Firstly, we define the transfer matrix as $\mathbb{P}=\left(P_{{\sigma }_{2i-1},s_{2i}}\right)$, for ${\sigma }_{2i-1}\in \{-1,0,1\}$ and $s_{2i}\in \{-\frac{1}{2},\frac{1}{2}\}$. So we have

$$\begin{array}{c}\hfill \mathbb{P}=\left(\begin{array}{cc}{e}^{\frac{\beta }{2}\left(J-h_{-\frac{1}{2}}\right)}& e^{-\frac{\beta }{2}\left(J-h_{\frac{1}{2}}\right)}\\ e^{-\frac{1}{2}\beta h_{-\frac{1}{2}}}& e^{\frac{1}{2}\beta h_{\frac{1}{2}}}\\ e^{-\frac{\beta }{2}\left(J+h_{-\frac{1}{2}}\right)}& e^{\frac{\beta }{2}\left(J+h_{\frac{1}{2}}\right)}\end{array}\right).\end{array}$$

(15)

Secondly, let us place the spins of the set $\{-\frac{1}{2},\frac{1}{2}\}$ on the even-numbered vertices of the lattice ${\mathbb{N}}^{+}$, and the spins in the set $\{-1,0,1\}$ on the odd-numbered vertices (see Fig. Figure 1). We define the second transfer matrix as $\mathbb{Q}=\left(Q_{s_{2i},{\sigma }_{2i+1}}\right)$, for $s_{2i}\in \{-\frac{1}{2},\frac{1}{2}\}$ and ${\sigma }_{2i+1}\in \{-1,0,1\}$. Thus, we obtain

$$\begin{array}{c}\hfill \mathbb{Q}=\left(\begin{array}{ccc}{e}^{\frac{\beta }{2}\left(J-2h_{-1}\right)}& 1& e^{-\frac{\beta }{2}\left(J-2h_1\right)}\\ e^{-\frac{\beta }{2}\left(J+2h_{-1}\right)}& 1& e^{\frac{\beta }{2}\left(J+2h_1\right)}\end{array}\right).\end{array}$$

(16)

▸ WRITTEN TASKS:
1. List every distinct spin value that the transfer-matrix passage assigns to the lattice vertices.
2. Answer these questions from the transfer-matrix passage:
(a) Which vertices of the lattice get the spins from the set {-1/2, 1/2}?
(b) What symbol is used for the second transfer matrix?
(c) Which equation number goes with that second matrix?
3. Go on with the transfer-matrix passage, starting after its final equation.

▸ RECORDS SUPPLIED:
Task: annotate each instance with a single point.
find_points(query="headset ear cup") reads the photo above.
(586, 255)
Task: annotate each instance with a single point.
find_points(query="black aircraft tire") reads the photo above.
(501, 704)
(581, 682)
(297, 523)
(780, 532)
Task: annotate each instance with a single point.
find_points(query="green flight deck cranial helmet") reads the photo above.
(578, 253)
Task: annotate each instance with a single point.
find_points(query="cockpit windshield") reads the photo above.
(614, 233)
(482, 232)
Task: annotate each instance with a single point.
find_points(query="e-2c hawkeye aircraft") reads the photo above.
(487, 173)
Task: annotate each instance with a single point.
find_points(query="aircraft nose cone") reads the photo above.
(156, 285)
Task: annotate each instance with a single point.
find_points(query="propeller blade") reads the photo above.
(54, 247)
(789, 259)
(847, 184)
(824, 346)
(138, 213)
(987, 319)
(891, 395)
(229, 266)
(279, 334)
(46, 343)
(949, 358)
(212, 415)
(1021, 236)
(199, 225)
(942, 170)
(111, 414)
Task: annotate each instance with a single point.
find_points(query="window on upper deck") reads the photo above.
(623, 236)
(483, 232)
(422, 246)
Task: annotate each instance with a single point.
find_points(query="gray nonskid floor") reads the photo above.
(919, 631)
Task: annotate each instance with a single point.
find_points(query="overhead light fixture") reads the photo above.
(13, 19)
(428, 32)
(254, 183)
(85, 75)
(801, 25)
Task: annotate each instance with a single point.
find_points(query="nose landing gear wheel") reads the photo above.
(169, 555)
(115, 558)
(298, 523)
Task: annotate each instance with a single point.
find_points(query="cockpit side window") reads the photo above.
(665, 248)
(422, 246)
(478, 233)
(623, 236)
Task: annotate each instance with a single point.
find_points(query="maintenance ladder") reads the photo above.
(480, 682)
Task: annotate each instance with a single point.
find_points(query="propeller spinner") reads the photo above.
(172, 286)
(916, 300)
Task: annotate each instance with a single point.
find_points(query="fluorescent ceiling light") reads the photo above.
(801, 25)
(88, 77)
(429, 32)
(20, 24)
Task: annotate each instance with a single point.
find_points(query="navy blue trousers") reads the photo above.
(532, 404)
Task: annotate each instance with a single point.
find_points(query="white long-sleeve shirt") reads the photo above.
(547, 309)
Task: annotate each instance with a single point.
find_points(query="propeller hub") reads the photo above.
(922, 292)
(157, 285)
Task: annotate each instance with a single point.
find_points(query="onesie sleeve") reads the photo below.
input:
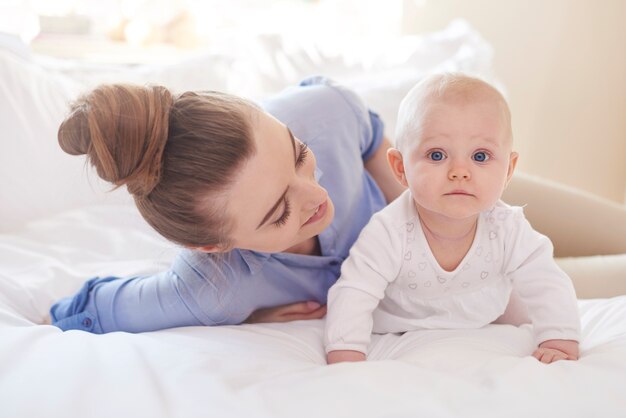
(372, 264)
(183, 296)
(545, 289)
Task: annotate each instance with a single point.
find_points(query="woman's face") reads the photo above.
(275, 202)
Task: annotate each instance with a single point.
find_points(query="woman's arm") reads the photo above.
(379, 169)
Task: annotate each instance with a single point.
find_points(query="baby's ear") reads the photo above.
(512, 163)
(394, 158)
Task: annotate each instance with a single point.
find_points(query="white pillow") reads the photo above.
(37, 178)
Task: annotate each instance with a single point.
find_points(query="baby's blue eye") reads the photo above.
(481, 157)
(436, 156)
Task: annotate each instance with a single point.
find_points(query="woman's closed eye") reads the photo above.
(304, 151)
(302, 154)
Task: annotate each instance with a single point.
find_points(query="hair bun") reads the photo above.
(123, 130)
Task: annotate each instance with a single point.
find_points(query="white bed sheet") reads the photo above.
(267, 370)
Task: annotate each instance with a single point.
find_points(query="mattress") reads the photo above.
(265, 370)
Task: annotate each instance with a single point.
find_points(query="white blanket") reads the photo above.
(269, 370)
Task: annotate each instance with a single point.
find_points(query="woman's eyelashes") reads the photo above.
(303, 152)
(285, 216)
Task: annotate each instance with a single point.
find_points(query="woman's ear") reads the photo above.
(210, 249)
(394, 158)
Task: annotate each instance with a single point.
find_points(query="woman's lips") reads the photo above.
(319, 213)
(459, 193)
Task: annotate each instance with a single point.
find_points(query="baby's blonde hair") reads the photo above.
(442, 86)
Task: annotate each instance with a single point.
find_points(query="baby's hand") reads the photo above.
(554, 350)
(344, 355)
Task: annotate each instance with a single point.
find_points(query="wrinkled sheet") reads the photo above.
(267, 370)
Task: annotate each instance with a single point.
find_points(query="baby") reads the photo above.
(448, 253)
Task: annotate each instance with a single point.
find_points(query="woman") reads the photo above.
(266, 201)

▸ TASK ANSWERS:
1. -1, 0, 1, -1/2, 1/2

2.
(a) The even-numbered vertices.
(b) ℚ (Q).
(c) (16)

3.
3.4. Translation-Invariant

We will assume $h={\tilde{\mathit{h}}}_j={\mathit{h}}_i$ for all $j\in \{-\frac{1}{2},\frac{1}{2}\}$ and $i\in \{-1,0,1\}$. This property is called the translation-invariant property. Thus, the transfer matrices $\mathbb{P}$ and $\mathbb{Q}$ given in (15) and (16) are obtained as follows

$$\begin{array}{c}\hfill \mathbb{P}=\left(\begin{array}{cc}{e}^{\frac{\beta }{2}(J-h)}& e^{-\frac{\beta }{2}(J-h)}\\ e^{-\frac{1}{2}\beta h}& e^{\frac{1}{2}\beta h}\\ e^{-\frac{\beta }{2}(J+h)}& e^{\frac{\beta }{2}(J+h)}\end{array}\right),\end{array}$$

(17)

$$\begin{array}{c}\hfill \mathbb{Q}=\left(\begin{array}{ccc}{e}^{\frac{\beta }{2}(J-2h)}& 1& e^{-\frac{\beta }{2}(J-2h)}\\ e^{-\frac{\beta }{2}(J+2h)}& 1& e^{\frac{\beta }{2}(J+2h)}\end{array}\right).\end{array}$$

(18)

Case I

If we multiply the transfer matrices $\mathbb{P}$ and $\mathbb{Q}$ given in (17) and (18) we get the following square transfer matrix

$$\begin{array}{c}\hfill \mathbb{M}=\mathbb{P}\mathbb{Q}=\left(\begin{array}{ccc}{e}^{-\frac{1}{2}(3h-2J)\beta }+e^{-\frac{1}{2}(h+2J)\beta }& e^{-\frac{1}{2}(J-h)\beta }+e^{\frac{1}{2}(J-h)\beta }& e^{\frac{h\beta }{2}}\left(1+e^{h\beta }\right)\\ e^{-\frac{1}{2}(3h-J)\beta }+e^{-\frac{1}{2}(h+J)\beta }& e^{-\frac{h\beta }{2}}\left(1+e^{h\beta }\right)& e^{\frac{1}{2}(h-J)\beta }+e^{\frac{1}{2}(3h+J)\beta }\\ e^{-\frac{3h\beta }{2}}\left(1+e^{h\beta }\right)& e^{-\frac{1}{2}(h+J)\beta }+e^{\frac{1}{2}(h+J)\beta }& e^{\frac{1}{2}(h-2J)\beta }+e^{\frac{1}{2}(3h+2J)\beta }\end{array}\right).\end{array}$$

(19)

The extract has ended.